WRITTEN TASK => Each entry below is to be transcribed exactly.

THE RECORDS =>

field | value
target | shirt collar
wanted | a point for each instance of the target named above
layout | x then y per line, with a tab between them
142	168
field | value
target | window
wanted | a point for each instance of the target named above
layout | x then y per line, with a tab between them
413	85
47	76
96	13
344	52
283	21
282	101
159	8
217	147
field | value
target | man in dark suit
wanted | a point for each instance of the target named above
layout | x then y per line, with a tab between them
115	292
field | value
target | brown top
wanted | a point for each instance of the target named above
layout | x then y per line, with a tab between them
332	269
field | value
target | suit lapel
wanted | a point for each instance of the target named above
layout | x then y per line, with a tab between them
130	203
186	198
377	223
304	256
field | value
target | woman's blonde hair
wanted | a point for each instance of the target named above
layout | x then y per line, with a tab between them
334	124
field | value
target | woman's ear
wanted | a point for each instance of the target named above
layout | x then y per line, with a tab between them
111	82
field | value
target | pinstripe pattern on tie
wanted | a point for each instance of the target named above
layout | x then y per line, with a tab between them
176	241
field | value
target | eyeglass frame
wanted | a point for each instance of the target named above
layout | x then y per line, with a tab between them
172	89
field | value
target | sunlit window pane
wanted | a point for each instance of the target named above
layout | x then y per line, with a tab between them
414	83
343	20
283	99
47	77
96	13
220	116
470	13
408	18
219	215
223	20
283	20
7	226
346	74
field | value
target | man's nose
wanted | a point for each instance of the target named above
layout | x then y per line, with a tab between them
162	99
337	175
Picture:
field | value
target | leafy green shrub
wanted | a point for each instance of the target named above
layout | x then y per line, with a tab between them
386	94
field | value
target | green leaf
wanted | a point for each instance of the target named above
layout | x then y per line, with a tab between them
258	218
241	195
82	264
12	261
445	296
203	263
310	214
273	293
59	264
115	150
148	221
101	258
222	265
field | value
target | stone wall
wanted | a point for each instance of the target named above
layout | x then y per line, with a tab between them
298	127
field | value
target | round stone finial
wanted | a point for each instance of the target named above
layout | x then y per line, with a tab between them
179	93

ANSWER TO THE PROBLEM =>
field | value
target | shirt collar
wanted | a point for each instance of the target named above
layout | x then y per line, with a tab between them
142	168
field | value
target | window
wanted | a point for each instance of the target named above
layout | x then y per line, with a tab between them
413	85
47	76
96	13
344	52
283	21
282	101
159	8
217	147
field | value
target | man in dark suit
wanted | a point for each instance of the target named above
layout | x then y per line, with a tab between them
115	292
field | value
target | brown top
wanted | a point for each instance of the target named above
layout | x then y per line, with a tab between them
332	269
field | value
target | suit lapel
wanted | a point for each instance of the target named above
layout | x then y per line, with a tab between them
130	203
186	198
377	223
304	256
field | value
target | woman's blonde hair
wanted | a point for each instance of the target named above
layout | x then y per line, with a tab between them
334	124
field | value
target | woman's ear
wanted | a point for each instance of the target named above
layout | x then y per line, with a tab between them
111	82
field | value
target | pinstripe pattern on tie
wanted | a point for each instance of the target named above
layout | x then y per line, with a tab between them
176	241
field | value
target | eyeglass frame
wanted | a point for each instance of the target named above
layout | x then y per line, with a tab between them
172	89
field | value
target | sunlit window pane
wanted | a point for each instance of the target named above
layout | x then y per line, with a tab between them
414	83
343	20
283	99
47	77
96	13
220	116
470	13
408	18
219	215
223	20
283	20
7	226
346	74
field | value
target | man's nose
wanted | a point for each instance of the target named above
layout | x then y per line, with a tab between them
162	99
337	175
Picture:
field | value
target | leafy green shrub
wanted | a point for each instance of the target named above
layout | x then y per line, with a tab between them
386	94
field | value
target | green leaf
wanted | a point for each instance of the target named above
layout | x then y per line, with a tab between them
258	218
241	195
82	264
12	261
445	296
203	263
310	214
273	293
59	264
115	150
148	221
101	258
222	265
field | value
target | stone wall
wanted | a point for each instance of the target named above
layout | x then y per line, with a tab between them
298	127
field | value
target | round stone finial
wanted | a point for each instance of the target named above
layout | x then y per line, with a tab between them
179	93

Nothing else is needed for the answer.